* _CONSIGNE A_:
Dans l'article sur la rencontre du 4 décembre au Palais de Carthage, relevez chaque personne que le Président a convoquée, avec la fonction indiquée.

* _EXTRAIT PROPOSÉ_:
####

Par Mondher AFI
Le jeudi 4 décembre, au Palais de Carthage, le Président de la République, Kaïs Saïed, a convoqué Sarra Zaâfrani Zenzri, Cheffe du gouvernement, Samir Abdelhafidh, ministre de l’Économie et de la Planification, ainsi que Fethi Zouhair Nouri, Gouverneur de la Banque centrale.
Consacrée aux équilibres financiers de l’État et aux projections de la balance économique pour 2026, cette rencontre constitue un point d’entrée analytique majeur : elle met en évidence une vision présidentielle qui s’affirme comme un cadre normatif renouvelé, redéfinissant les finalités de l’action publique, tout en s’adossant à une démarche résolument opérationnelle, structurée autour de mécanismes précis de redressement, de stabilisation et de reconstruction durable.
La réflexion engagée par le Président Kaïs Saïed, telle qu’elle se dégage de la rencontre du 4 décembre, articule de manière étroitement imbriquée deux dynamiques majeures : la redéfinition de la souveraineté comme cadre normatif d’action et la recherche d’une cohérence institutionnelle entre les différents instruments macro-économiques. Dans cette perspective, la souveraineté cesse d’être un mot d’ordre symbolique pour devenir un principe opératoire structurant l’ensemble des politiques publiques ; elle traduit une volonté de réencastrer l’économie dans le projet national, selon une lecture sociologique qui rappelle que les choix économiques ne sont jamais neutres, mais sont toujours porteurs de visions du monde, de rapports de pouvoir et de hiérarchies de valeurs. En mettant en lumière l’héritage des politiques passées, affaiblissement des services publics, fragmentation des appareils productifs, dépendance croissante à l’endettement, le Président ne cherche pas à désigner des coupables, mais à établir la légitimité d’une rupture systémique où la restauration des capacités productives, la maîtrise des équilibres financiers et la réorientation des ressources vers les besoins sociaux deviennent les vecteurs d’un renouveau national.
Cette conception normative s’articule avec une exigence de cohérence institutionnelle, au cœur de laquelle se trouve l’articulation entre politique monétaire, gouvernance budgétaire et planification stratégique. Loin d’une simple coordination technique, il s’agit d’une recomposition du pilotage macro-économique qui implique que les institutions, telles que Banque centrale, ministères, organes de planification, convergent vers des objectifs partagés : stabilité des prix, relance de l’investissement productif, résilience des finances publiques. Cette vision, qui s’appuie sur une conception interactionniste de l’État comme champ traversé par des logiques parfois divergentes, met l’accent sur la nécessité d’une «cohérence dialogique» : indépendance technique, oui, mais intégrée dans un cadre stratégique explicite ; expertise technocratique, oui, mais insérée dans une orientation politique assumée. Le défi réside alors dans l’équilibre à maintenir entre autonomie institutionnelle et direction politique, équilibre qui ne peut être assuré que par des mécanismes transparents, des règles publiques et une responsabilisation accrue des acteurs économiques et administratifs. Ainsi comprise, la souveraineté redevient un projet collectif, où l’État, réaffirmé dans son rôle d’architecte du développement, cherche moins à imposer qu’à orchestrer une transformation globale fondée sur la cohérence, la lisibilité et la justice sociale.

####

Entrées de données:
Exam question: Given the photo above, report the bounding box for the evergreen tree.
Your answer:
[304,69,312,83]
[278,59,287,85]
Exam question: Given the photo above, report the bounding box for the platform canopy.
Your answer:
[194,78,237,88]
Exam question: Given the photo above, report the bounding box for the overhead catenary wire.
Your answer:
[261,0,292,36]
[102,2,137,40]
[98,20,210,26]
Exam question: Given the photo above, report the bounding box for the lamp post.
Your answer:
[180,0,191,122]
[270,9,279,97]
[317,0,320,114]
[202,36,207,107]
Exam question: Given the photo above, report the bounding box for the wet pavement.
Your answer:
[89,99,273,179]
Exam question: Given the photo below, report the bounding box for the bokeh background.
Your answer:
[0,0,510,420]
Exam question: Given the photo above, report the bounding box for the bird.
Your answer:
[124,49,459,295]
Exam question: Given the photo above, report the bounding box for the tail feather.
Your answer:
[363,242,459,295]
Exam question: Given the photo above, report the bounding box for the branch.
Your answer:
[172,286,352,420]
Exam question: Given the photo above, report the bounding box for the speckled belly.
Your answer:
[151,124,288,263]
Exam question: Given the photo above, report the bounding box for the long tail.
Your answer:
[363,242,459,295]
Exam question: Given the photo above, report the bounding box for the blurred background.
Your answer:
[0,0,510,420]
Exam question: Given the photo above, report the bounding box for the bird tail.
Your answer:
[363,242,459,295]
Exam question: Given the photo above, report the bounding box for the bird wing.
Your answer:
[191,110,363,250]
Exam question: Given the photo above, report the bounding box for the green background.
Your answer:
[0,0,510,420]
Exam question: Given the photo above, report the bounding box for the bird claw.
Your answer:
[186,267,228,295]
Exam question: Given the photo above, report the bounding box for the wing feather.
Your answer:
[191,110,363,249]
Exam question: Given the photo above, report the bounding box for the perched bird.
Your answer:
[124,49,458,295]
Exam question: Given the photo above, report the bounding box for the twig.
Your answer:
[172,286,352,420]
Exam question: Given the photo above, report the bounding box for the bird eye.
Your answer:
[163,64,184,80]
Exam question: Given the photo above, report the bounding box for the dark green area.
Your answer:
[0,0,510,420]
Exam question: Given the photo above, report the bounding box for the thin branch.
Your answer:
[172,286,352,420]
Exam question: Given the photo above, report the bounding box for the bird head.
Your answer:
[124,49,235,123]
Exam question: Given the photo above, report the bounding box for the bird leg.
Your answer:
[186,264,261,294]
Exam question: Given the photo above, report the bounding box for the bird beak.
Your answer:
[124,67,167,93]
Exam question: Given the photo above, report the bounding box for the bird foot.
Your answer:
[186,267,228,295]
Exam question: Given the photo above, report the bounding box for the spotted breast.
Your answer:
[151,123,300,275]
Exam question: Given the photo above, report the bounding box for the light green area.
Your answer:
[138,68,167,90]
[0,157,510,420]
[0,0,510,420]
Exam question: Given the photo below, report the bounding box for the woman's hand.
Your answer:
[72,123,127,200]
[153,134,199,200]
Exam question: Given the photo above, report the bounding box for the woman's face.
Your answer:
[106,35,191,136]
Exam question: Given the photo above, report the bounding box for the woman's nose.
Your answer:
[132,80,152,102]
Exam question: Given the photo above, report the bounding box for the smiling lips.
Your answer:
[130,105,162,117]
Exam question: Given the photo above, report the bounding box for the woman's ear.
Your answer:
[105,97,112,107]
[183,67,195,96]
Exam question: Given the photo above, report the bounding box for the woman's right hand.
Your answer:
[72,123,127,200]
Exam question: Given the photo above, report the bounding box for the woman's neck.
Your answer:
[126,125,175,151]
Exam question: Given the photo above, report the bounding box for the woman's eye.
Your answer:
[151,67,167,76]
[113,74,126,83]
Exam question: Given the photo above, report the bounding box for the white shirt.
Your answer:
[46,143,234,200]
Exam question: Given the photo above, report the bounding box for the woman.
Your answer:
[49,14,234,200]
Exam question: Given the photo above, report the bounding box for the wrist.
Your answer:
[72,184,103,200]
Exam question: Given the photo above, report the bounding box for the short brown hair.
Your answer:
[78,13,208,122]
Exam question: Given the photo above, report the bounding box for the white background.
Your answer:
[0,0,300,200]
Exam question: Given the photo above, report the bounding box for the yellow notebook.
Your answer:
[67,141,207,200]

####

* _CONSIGNE B_:
Recopiez à l'identique les enregistrements, depuis leur toute première ligne jusqu'à la ligne contenant "[98,20,210,26]", celle-ci comprise.

* _RÉSULTAT OBTENU A_:
- Sarra Zaâfrani Zenzri, Cheffe du gouvernement
- Samir Abdelhafidh, ministre de l'Économie et de la Planification
- Fethi Zouhair Nouri, Gouverneur de la Banque centrale

* _RÉSULTAT OBTENU B_:
Exam question: Given the photo above, report the bounding box for the evergreen tree.
Your answer:
[304,69,312,83]
[278,59,287,85]
Exam question: Given the photo above, report the bounding box for the platform canopy.
Your answer:
[194,78,237,88]
Exam question: Given the photo above, report the bounding box for the overhead catenary wire.
Your answer:
[261,0,292,36]
[102,2,137,40]
[98,20,210,26]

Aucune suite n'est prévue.